**About this exercise:**
Every entry should come back exactly as written, minus the pictures.

Point-per-instance localization data
-- Opening Marker --

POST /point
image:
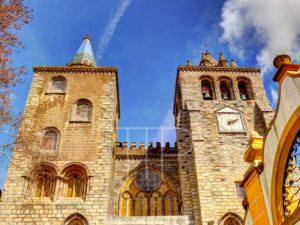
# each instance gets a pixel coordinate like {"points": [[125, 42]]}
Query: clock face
{"points": [[230, 122]]}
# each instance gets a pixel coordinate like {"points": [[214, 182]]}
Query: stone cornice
{"points": [[72, 69], [219, 69], [80, 69]]}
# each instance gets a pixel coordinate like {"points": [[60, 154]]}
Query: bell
{"points": [[207, 96], [243, 97], [225, 97]]}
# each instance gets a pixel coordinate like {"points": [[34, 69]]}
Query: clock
{"points": [[230, 121]]}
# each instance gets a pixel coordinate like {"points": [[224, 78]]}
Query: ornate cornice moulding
{"points": [[73, 69], [219, 69]]}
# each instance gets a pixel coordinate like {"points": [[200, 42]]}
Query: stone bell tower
{"points": [[78, 108], [216, 107]]}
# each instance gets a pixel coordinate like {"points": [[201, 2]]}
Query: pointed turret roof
{"points": [[233, 63], [85, 54]]}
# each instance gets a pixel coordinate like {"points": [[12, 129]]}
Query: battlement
{"points": [[123, 151]]}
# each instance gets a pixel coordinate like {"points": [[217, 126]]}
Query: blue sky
{"points": [[146, 40]]}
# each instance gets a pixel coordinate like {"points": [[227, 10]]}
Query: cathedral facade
{"points": [[88, 177]]}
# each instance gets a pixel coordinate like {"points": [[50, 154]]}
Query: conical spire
{"points": [[85, 54], [233, 64], [222, 61]]}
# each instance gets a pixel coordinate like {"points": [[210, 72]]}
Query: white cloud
{"points": [[274, 95], [274, 25], [111, 26], [167, 131]]}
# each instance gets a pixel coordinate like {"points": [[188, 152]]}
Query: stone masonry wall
{"points": [[217, 159], [130, 160], [90, 144]]}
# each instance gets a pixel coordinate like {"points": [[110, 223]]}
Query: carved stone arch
{"points": [[211, 83], [56, 85], [76, 219], [248, 86], [230, 218], [41, 180], [75, 180], [171, 181], [227, 82], [81, 114], [48, 130]]}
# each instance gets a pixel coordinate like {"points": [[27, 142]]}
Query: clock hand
{"points": [[232, 121]]}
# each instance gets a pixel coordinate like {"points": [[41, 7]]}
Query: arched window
{"points": [[148, 194], [207, 90], [141, 204], [126, 204], [226, 89], [56, 85], [49, 140], [75, 186], [81, 111], [44, 187], [230, 219], [76, 179], [170, 204], [76, 219], [156, 204], [245, 90]]}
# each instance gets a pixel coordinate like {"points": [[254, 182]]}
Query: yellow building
{"points": [[272, 181]]}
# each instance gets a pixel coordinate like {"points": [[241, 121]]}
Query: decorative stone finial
{"points": [[253, 134], [280, 59], [222, 61], [188, 63], [233, 63]]}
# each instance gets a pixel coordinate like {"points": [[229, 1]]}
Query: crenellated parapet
{"points": [[123, 151]]}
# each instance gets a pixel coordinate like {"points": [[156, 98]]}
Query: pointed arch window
{"points": [[56, 85], [156, 204], [75, 186], [81, 111], [49, 140], [44, 187], [141, 204], [170, 204], [127, 204]]}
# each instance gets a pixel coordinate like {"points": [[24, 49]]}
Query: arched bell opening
{"points": [[207, 89], [245, 90], [226, 89]]}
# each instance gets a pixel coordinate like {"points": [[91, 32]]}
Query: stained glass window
{"points": [[44, 186], [170, 204], [83, 111], [155, 204], [291, 184], [126, 204], [141, 204], [147, 180], [58, 85], [49, 141]]}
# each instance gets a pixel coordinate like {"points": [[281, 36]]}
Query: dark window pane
{"points": [[240, 191], [83, 111], [58, 85], [49, 140]]}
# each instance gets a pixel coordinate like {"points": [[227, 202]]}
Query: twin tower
{"points": [[86, 177]]}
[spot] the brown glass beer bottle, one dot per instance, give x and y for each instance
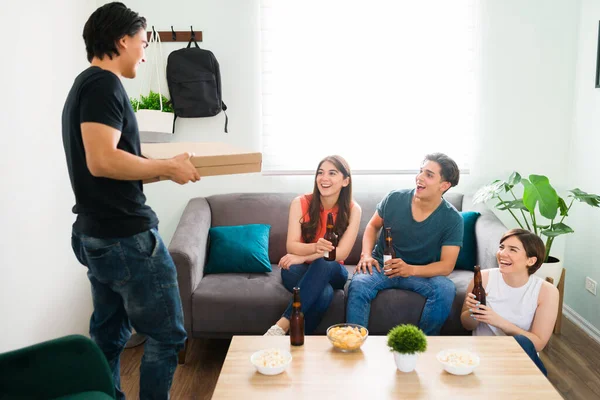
(297, 321)
(478, 289)
(331, 236)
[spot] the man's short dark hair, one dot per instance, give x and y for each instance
(106, 26)
(450, 172)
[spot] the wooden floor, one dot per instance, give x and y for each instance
(572, 360)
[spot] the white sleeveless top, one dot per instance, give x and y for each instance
(516, 305)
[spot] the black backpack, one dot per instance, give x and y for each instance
(194, 80)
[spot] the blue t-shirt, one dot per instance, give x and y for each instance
(417, 243)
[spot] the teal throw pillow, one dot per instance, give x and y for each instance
(239, 248)
(467, 258)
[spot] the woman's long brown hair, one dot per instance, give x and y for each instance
(309, 229)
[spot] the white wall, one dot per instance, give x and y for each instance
(526, 70)
(582, 250)
(44, 292)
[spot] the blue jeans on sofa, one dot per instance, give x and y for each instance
(529, 348)
(438, 291)
(316, 281)
(134, 283)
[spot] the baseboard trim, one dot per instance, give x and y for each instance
(581, 323)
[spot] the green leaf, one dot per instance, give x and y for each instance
(557, 229)
(407, 339)
(152, 102)
(514, 179)
(562, 206)
(591, 199)
(539, 191)
(512, 204)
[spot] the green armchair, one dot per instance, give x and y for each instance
(71, 367)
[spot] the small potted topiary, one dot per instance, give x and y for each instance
(406, 341)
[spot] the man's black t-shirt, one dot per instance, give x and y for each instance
(105, 207)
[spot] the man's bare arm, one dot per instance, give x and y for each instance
(104, 159)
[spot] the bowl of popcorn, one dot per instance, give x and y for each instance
(271, 361)
(347, 337)
(458, 361)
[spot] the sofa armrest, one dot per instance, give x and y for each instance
(488, 232)
(188, 250)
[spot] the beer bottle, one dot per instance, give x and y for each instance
(478, 289)
(388, 249)
(331, 236)
(297, 321)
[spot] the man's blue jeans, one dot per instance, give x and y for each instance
(317, 282)
(438, 291)
(527, 345)
(134, 283)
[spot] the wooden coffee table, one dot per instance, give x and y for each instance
(318, 371)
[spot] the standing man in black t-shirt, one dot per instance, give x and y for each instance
(133, 278)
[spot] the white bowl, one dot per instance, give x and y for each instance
(271, 361)
(458, 361)
(347, 344)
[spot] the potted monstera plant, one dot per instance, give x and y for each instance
(540, 210)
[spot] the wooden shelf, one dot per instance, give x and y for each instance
(180, 36)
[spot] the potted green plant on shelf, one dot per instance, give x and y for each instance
(539, 210)
(406, 342)
(151, 102)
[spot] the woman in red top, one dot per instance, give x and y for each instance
(304, 265)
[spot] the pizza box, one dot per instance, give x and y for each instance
(209, 158)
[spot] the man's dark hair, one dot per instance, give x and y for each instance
(106, 26)
(450, 172)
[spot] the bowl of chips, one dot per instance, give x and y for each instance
(347, 337)
(458, 361)
(271, 361)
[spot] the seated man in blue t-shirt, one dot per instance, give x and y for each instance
(427, 234)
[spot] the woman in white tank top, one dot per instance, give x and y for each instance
(518, 303)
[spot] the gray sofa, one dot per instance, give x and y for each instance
(222, 305)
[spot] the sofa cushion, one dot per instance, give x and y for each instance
(467, 258)
(248, 304)
(239, 248)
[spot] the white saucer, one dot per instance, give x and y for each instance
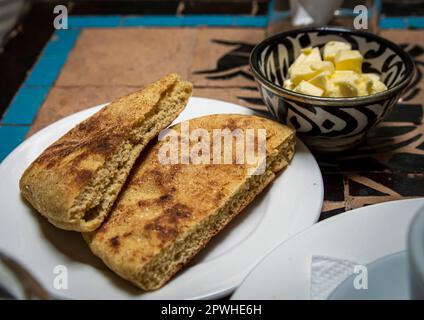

-- Closing Marker --

**Result:**
POST /point
image:
# each instance gets a pixel coordinate like {"points": [[125, 42]]}
Query: clock face
{"points": [[230, 122]]}
# each instance gets a pixel coordinate like {"points": [[214, 182]]}
Query: stone cornice
{"points": [[72, 69], [219, 69], [80, 69]]}
# each instance gets a pixel coordinate like {"points": [[60, 154]]}
Query: bell
{"points": [[207, 96], [243, 97], [225, 97]]}
# each instance gets a pixel coordinate like {"points": [[34, 69]]}
Query: clock
{"points": [[230, 121]]}
# each instance gets a pixel coordinate like {"points": [[224, 78]]}
Query: ornate cornice moulding
{"points": [[73, 69], [219, 69]]}
# each instance gets a pixel coordinate like {"points": [[200, 42]]}
Query: stone bell tower
{"points": [[78, 108], [216, 107]]}
# each instance gets a pixel coordinate like {"points": [[201, 2]]}
Query: pointed turret roof
{"points": [[233, 63], [85, 54]]}
# each instance gets a pixel coordinate like {"points": [[12, 129]]}
Query: battlement
{"points": [[123, 151]]}
# each instance gets a pixel coordinate like {"points": [[217, 126]]}
Query: blue sky
{"points": [[146, 40]]}
# each instance gets a pixel coordinate like {"points": [[227, 10]]}
Query: cathedral facade
{"points": [[88, 177]]}
# each instance gets a pixel coordinate like {"points": [[50, 154]]}
Query: conical spire
{"points": [[85, 54], [233, 64], [222, 61]]}
# each instance gets a pixel coordinate like {"points": [[210, 72]]}
Query: white cloud
{"points": [[274, 95], [274, 25], [111, 26], [167, 131]]}
# each instance gets a pixel coordinate like {"points": [[188, 152]]}
Query: stone masonry wall
{"points": [[217, 159], [130, 160], [90, 144]]}
# each instance gets a pixel coordinate like {"points": [[110, 223]]}
Query: carved stone arch
{"points": [[211, 83], [56, 85], [76, 219], [248, 86], [230, 218], [41, 180], [75, 180], [171, 181], [227, 82], [81, 114], [48, 130]]}
# each instance gets a pixel coordinate like {"points": [[27, 142]]}
Query: clock hand
{"points": [[232, 121]]}
# each instance gets a pixel coordinate like {"points": [[41, 7]]}
Query: arched window
{"points": [[148, 194], [207, 90], [141, 204], [126, 204], [226, 89], [56, 85], [49, 140], [75, 186], [81, 111], [44, 187], [230, 219], [76, 179], [170, 204], [76, 219], [156, 204], [245, 90]]}
# each instance gets a pixel coordinate like {"points": [[254, 182]]}
Query: yellow building
{"points": [[272, 181]]}
# each instance gets a pixel coordinate like {"points": [[241, 121]]}
Query: decorative stone finial
{"points": [[253, 134], [280, 59], [222, 61], [188, 63], [233, 63]]}
# each instance gets a pixel coordinate like {"points": [[229, 1]]}
Query: crenellated parapet
{"points": [[123, 151]]}
# each instance gets a pixel coordinate like {"points": [[156, 98]]}
Query: pointed arch window
{"points": [[56, 85], [156, 204], [75, 186], [81, 111], [49, 140], [44, 187], [141, 204], [170, 204], [127, 204]]}
# each instance gets a pixel coordinate like {"points": [[24, 49]]}
Query: arched bell opening
{"points": [[207, 89], [245, 90], [226, 89]]}
# each instance gets a pixel coordinate like {"points": [[91, 32]]}
Query: stained glass window
{"points": [[44, 186], [170, 204], [83, 111], [155, 204], [291, 184], [126, 204], [141, 204], [147, 180], [58, 85], [49, 141]]}
# each instance gets a pixel coordinate like {"points": [[281, 36]]}
Query: dark window pane
{"points": [[240, 191], [83, 111], [58, 85], [49, 140]]}
# each instance gets a pixel coordinate like {"points": [[227, 202]]}
Query: twin tower
{"points": [[86, 177]]}
[spot] the brown glass beer bottle, one dot per instance, give x and y for each instance
(297, 321)
(478, 289)
(331, 236)
[spot] the man's short dark hair, one dot per instance, give x and y for each instance
(106, 26)
(450, 172)
[spot] the wooden floor, one dot per instance, give x and y for each instance
(572, 360)
[spot] the white sleeveless top, one dot per instance, give x and y for each instance
(516, 305)
[spot] the black backpack, one dot per instance, give x and y for each instance
(194, 80)
[spot] the blue t-shirt, one dot per instance, give x and y for each instance
(417, 243)
[spot] the teal throw pillow, one dot per instance, give x and y for each instance
(239, 248)
(467, 258)
[spot] the woman's long brown hair, one dot per instance, give x and y for each instance
(309, 229)
[spot] the white wall, one dot per instance, give x and y for each instance
(526, 70)
(582, 250)
(44, 292)
[spot] the blue jeans on sofa, one dot per instance, give x and y for each instance
(529, 348)
(438, 291)
(316, 281)
(134, 283)
[spot] the baseboard trim, one dot per instance, give x and y for each instance
(581, 323)
[spot] the green leaf, one dot per instance, give x and y for each instance
(557, 229)
(407, 339)
(152, 102)
(514, 179)
(562, 206)
(591, 199)
(539, 191)
(512, 204)
[spot] the green armchair, one dot per instance, give x and y for each instance
(71, 367)
[spot] the small potted topiary, one dot per instance, give x and y for each instance
(406, 341)
[spot] the man's black t-shirt, one dot per instance, give x and y for each instance
(105, 207)
[spot] the man's bare arm, one dot per instance, give x and y for each instance
(104, 159)
[spot] the bowl of popcorn, one dot per instance, give x and y for each instance
(271, 361)
(347, 337)
(458, 361)
[spot] the sofa armrest, one dot per instance, give x and y for each instance
(488, 232)
(188, 250)
[spot] the beer bottle, one dot per instance, give x and y for each instance
(478, 289)
(388, 249)
(331, 236)
(297, 321)
[spot] the man's blue jeans, one dot per instance, give x and y for each instance
(317, 282)
(438, 291)
(527, 345)
(134, 283)
[spot] the wooden coffee table, one dot per instance, give x and y for each instance
(318, 371)
[spot] the standing man in black t-shirt, one dot per instance, give x and y for each instance
(133, 278)
[spot] the white bowl, one dot per instance, give x and y for each instance
(271, 361)
(458, 361)
(347, 344)
[spot] the potted monstera plant, one dot per instance, give x and y for each instance
(540, 210)
[spot] the wooden shelf, one dot per instance, give x and y for each instance
(180, 36)
[spot] the potted green plant on shelf, one dot per instance, give x and y for each instance
(539, 210)
(406, 342)
(151, 102)
[spot] the woman in red top, one dot per instance, give x and y for each instance
(304, 265)
[spot] the pizza box, one dot per instance, give x and y for each instance
(209, 158)
[spot] the man's dark hair, one dot per instance, give x and y for each instance
(106, 26)
(450, 172)
[spot] the bowl of chips, one dot per instance, give x and y for each instance
(347, 337)
(458, 361)
(271, 361)
[spot] the seated man in blue t-shirt, one dot per instance, give x and y for each instance
(427, 234)
[spot] the woman in white tank top, one dot per instance, give x and y for each instance
(518, 303)
[spot] the gray sofa, one dot per instance, give x and y for each instance
(222, 305)
[spot] the sofa cushion, one dot per instance, give x and y for each instance
(467, 258)
(248, 304)
(239, 248)
[spot] the white saucer, one dot per instance, give x and y for each instance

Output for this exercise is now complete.